→ ISTRUZIONI:
[1] Nel testo sulla responsabilità del datore di lavoro per l'infezione da Covid 19, a che cosa attiene l'inversione dell'onere della prova prevista dall'art. 2087 cc?
[2] Riprendi il testo sulla responsabilità del datore di lavoro per l'infezione da Covid 19 e proseguilo dopo l'ultima frase.

+++ BLOCCO DI TESTO +++

Responsabilità del datore di lavoro nel caso di infezione da Covid 19 del lavoratore

Responsabilità del datore di lavoro nel caso di infezione da Covid 19 del lavoratore e articolo 2087 del Codice Civile: compatibilità e difficoltà di applicazione.

Come è noto, viene prevista dal legislatore una responsabilità presunta in capo al datore di lavoro nel caso di infezione da Covid 19 del lavoratore nel contesto aziendale.

La previsione è con tutta evidenza assorbita dalla disciplina dell’art. 2087 cc., atteso che ricorre anche in tale caso l’inversione dall’onere della prova che grava in capo al datore di lavoro per quanto riguarda la prova liberatoria in merito all’elemento soggettivo dell’illecito: la colpa.

Trattasi tuttavia di previsione che risulta essere completamente priva di possibilità di applicazione e fondamento nella maggior parte dei casi, salvo il riferirsi a medici, infermieri ed operatori sanitari in genere per i quali è senza dubbio più agevole, quanto meno in termini probabilistici dimostrare l’elemento oggettivo e il nesso di causa con una eventuale infezione sul lavoro.

Ricordiamo come l’inversione dell’onere della prova di cui all’art. 2087 cc attiene alla colpa del datore di lavoro e non al nesso di causa.

Quanto sopra è in effetti e correttamente previsto dalla norma, tanto che l’illecito del datore di lavoro è configurabile solo nel caso in cui venga accertato che l’infezione sia avvenuta nel luogo di lavoro ovvero in contesti affini ed equiparabili.

Pertanto, in caso di infezione da Covid 19 di un lavoratore di settore diverso dal sanitario dove si potrebbero avere approcci probabilistici, anche qualora a seguito di accertamento dell’autorità emergesse il mancato rispetto delle norme in materia di sicurezza da parte del datore di lavoro, e anche qualora quest’ultimo non fosse in grado di dare la prova liberatoria riferibile al caso fortuito e forza maggiore, è intuitivo che in ogni caso sarebbe una ingiusta forzatura logica ritenere probabile almeno oltre il 50% il nesso di causa preteso in ambito civile per statuire una responsabilità.

Ancora più evidente l’impossibilità giuridica di rilevare la responsabilità in ambito penale, che per essere affermata prevede, e giustamente, addirittura il ricorrere dei presupposti della “alta probabilità logica”.

Invero, in tali casi, il datore di lavoro potrebbe piuttosto essere condannato per la commissione di un cosiddetto “ reato di mero pericolo”, tipico di quei casi dove manca l’oggetto del reato ma sussiste la sola “condotta pericolosa”.

+++ RIGHE RIPORTATE +++

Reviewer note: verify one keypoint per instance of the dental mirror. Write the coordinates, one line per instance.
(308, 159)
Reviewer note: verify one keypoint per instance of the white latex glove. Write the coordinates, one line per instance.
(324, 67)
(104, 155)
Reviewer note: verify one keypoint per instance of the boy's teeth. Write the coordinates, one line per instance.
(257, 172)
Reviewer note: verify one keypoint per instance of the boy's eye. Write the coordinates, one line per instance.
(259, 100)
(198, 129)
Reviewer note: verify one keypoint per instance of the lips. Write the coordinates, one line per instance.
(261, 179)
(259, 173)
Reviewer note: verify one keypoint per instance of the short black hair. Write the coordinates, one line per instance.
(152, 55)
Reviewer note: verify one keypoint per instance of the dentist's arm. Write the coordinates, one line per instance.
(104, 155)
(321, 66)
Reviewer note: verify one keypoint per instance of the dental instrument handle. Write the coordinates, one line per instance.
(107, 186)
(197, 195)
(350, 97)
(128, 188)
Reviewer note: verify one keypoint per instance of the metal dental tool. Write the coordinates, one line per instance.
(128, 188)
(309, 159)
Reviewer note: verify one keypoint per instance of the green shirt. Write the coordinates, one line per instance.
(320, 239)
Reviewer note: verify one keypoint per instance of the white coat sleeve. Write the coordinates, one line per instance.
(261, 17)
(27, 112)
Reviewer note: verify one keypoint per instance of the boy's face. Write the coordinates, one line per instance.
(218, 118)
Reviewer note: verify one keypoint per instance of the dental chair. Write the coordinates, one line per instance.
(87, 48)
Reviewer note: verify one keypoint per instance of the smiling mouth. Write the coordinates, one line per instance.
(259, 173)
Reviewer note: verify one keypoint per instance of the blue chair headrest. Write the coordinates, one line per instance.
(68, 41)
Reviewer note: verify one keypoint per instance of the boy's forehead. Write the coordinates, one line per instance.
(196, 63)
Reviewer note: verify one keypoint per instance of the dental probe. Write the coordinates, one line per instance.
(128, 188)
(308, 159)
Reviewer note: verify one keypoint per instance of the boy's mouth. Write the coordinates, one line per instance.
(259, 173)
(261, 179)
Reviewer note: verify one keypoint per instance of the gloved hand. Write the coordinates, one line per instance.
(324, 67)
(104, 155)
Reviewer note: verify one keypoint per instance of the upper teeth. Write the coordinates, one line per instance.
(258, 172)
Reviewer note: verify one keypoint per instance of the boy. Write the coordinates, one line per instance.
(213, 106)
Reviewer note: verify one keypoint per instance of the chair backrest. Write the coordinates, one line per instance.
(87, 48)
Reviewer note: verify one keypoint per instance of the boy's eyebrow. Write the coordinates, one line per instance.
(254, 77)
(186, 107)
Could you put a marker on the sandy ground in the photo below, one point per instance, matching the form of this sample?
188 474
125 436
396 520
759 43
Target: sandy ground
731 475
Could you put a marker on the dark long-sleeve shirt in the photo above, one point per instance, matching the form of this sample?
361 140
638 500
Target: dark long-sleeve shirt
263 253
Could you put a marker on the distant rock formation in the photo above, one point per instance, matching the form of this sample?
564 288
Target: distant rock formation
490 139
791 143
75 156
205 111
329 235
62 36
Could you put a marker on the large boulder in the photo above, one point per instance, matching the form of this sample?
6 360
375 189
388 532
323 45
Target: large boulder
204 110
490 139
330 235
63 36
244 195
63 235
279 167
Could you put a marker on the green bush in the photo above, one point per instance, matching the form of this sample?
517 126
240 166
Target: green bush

+++

→ RISPOSTE AI COMPITI:
[1] Attiene alla colpa del datore di lavoro e non al nesso di causa.

[2]
Non intravediamo infatti, nell’esempio sopra riportato, immaginiamo un operatore edile, e salvo il caso di specifici e conclamati focolai di diffusione generalizzata in una particolare azienda, in forza di quale approccio di buon senso e di presunzione, un organo giudicante possa affermare che il lavoratore si sia infettato “probabilmente” sul luogo di lavoro e non andando un sabato mattina a fare la spesa al supermercato.

Inoltre, qualora l’applicazione della norma dovesse “forzatamente” e “demagogicamente” essere ricondotta ad un ipotetico combinato disposto con la responsabilità oggettiva di cui all’art.2050 cc, tipica dell’esercizio delle attività pericolose, le difficoltà giuridiche sopra descritte ricorrerebbero in ogni caso, atteso che l’impossibilità nelle maggior parte dei casi di sostenere il nesso di causa permarrebbe comunque.

Ricordiamo come i principi del nostro diritto sostanziale, non possono essere sopraffatti da alcuna esigenza “emotiva”, e questo anche se la norma viene emanata in un momento storico eccezionale e a prescindere dalle sue finalità dissuasive ovvero politiche di emergenza.

In ultimo, non sono da sottovalutare i dubbi che sorgono in relazione a quali potrebbero essere le risposte da parte della Compagnie di assicurazioni garanti per la responsabilità del datore di lavoro verso i dipendenti, sotto il profilo della coperture “ del rischio”, non solo per le polizze in essere, in relazioni alle quali le eccezioni di garanzia potrebbero essere svariate e in un certo senso anche condivisibili, ma anche in rapporto ai futuri contratti assicurativi al riguardo e relativi costi in punto premi.